Items from a dataset:
+--
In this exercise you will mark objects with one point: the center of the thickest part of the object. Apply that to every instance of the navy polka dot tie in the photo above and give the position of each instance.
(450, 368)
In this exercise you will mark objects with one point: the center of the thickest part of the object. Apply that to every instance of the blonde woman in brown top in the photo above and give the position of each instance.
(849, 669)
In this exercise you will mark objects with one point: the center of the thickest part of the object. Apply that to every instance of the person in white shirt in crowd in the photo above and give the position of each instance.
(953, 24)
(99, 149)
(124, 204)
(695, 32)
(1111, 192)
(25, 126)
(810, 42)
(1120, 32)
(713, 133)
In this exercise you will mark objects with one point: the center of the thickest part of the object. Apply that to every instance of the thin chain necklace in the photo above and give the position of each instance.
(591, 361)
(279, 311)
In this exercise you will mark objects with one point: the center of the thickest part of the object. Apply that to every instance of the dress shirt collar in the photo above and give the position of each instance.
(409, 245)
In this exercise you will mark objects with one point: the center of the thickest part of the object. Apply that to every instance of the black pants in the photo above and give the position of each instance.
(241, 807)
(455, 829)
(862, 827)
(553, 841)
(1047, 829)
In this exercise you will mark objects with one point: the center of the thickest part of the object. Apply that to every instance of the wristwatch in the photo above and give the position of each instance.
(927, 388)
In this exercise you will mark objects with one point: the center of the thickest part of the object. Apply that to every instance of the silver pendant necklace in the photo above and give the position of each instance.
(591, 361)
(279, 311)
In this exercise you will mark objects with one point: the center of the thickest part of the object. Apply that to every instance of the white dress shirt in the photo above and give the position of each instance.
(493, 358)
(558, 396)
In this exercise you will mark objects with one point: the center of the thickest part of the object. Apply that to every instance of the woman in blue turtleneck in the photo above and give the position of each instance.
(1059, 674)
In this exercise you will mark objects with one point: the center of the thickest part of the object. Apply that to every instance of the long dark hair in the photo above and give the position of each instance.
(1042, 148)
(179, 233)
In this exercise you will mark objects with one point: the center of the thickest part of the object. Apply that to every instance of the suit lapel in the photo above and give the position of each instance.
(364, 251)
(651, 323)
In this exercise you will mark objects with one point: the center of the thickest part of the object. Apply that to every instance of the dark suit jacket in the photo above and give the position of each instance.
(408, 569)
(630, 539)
+--
[Task] Your job here is to copy the entries above exactly.

[Output for this exercise]
In this exercise you will mark objects with one point: the center of the thickest part of the object. Apply that to every instance of the navy polka dot tie in the photo above and give the position of each instance.
(450, 368)
In this exercise you will mark objects with one point: the center of the thickest part of the object. Apply that to every instance of the blonde woman in brown top in the photo above and give the position of each instance.
(849, 669)
In this exercise you will mark objects with one point: the center of the thickest part of the object. Apply that to every instance of the person in white shirt in crowd in the photo above and give the position of each instance.
(953, 24)
(99, 149)
(124, 204)
(695, 32)
(1111, 192)
(25, 126)
(810, 42)
(1120, 32)
(713, 133)
In this exercise you will mark objects with one point: the center of the thickest part of the object. Apply that to every instance of the thin chain necklace in the photo above and give the position of each instance.
(591, 361)
(279, 311)
In this exercise you will mark objects with one point: the center of the thickest part of the object. Apply that to every instance of the dress shirt collar in the photo above and give the position of each instance.
(409, 245)
In this exercise you will mark objects with one point: the center of the thickest part of the object. Apply that to every instance of the black pants in the photo above and give the position of each instance.
(241, 807)
(455, 829)
(862, 827)
(553, 841)
(1047, 829)
In this exercise you will mark objects with one point: the center of the thickest part of the object. Apply that to every instance of the wristwatch in the photo above and give the position of each instance.
(927, 388)
In this exercise you will mark objects with one point: the center of the thickest part of the object. Apply that to every instance of the silver pendant necklace in the photo above and give the position of each instance.
(591, 361)
(279, 311)
In this exercise you will mark objects with one point: the center of the thickest part of the object. Apply that to every instance of the white dress shirt in the photo above and give the position of each instance.
(493, 358)
(558, 396)
In this exercise you will mark objects with one point: the center of the thickest part of the object. Apply that to every instance of the woman in blue turtleneck in the photo above and give the position of each instance.
(1059, 674)
In this exercise you will mark objects with one point: the center of the thickest part of the object. Apply that to every instance of the long dark hair in the photo above and give the position of each instance.
(1042, 148)
(179, 233)
In this exercise you will mark objects with one point: the center of the thickest part of the object. Apply that to every instance of the suit lapel in the photo above and give the position of each instance.
(364, 251)
(651, 323)
In this exercise you will mark objects with one point: the center of the thickest part of the object. Apply that to every instance of the dark suit jacket in the photo above and give the position of each instance.
(408, 569)
(630, 539)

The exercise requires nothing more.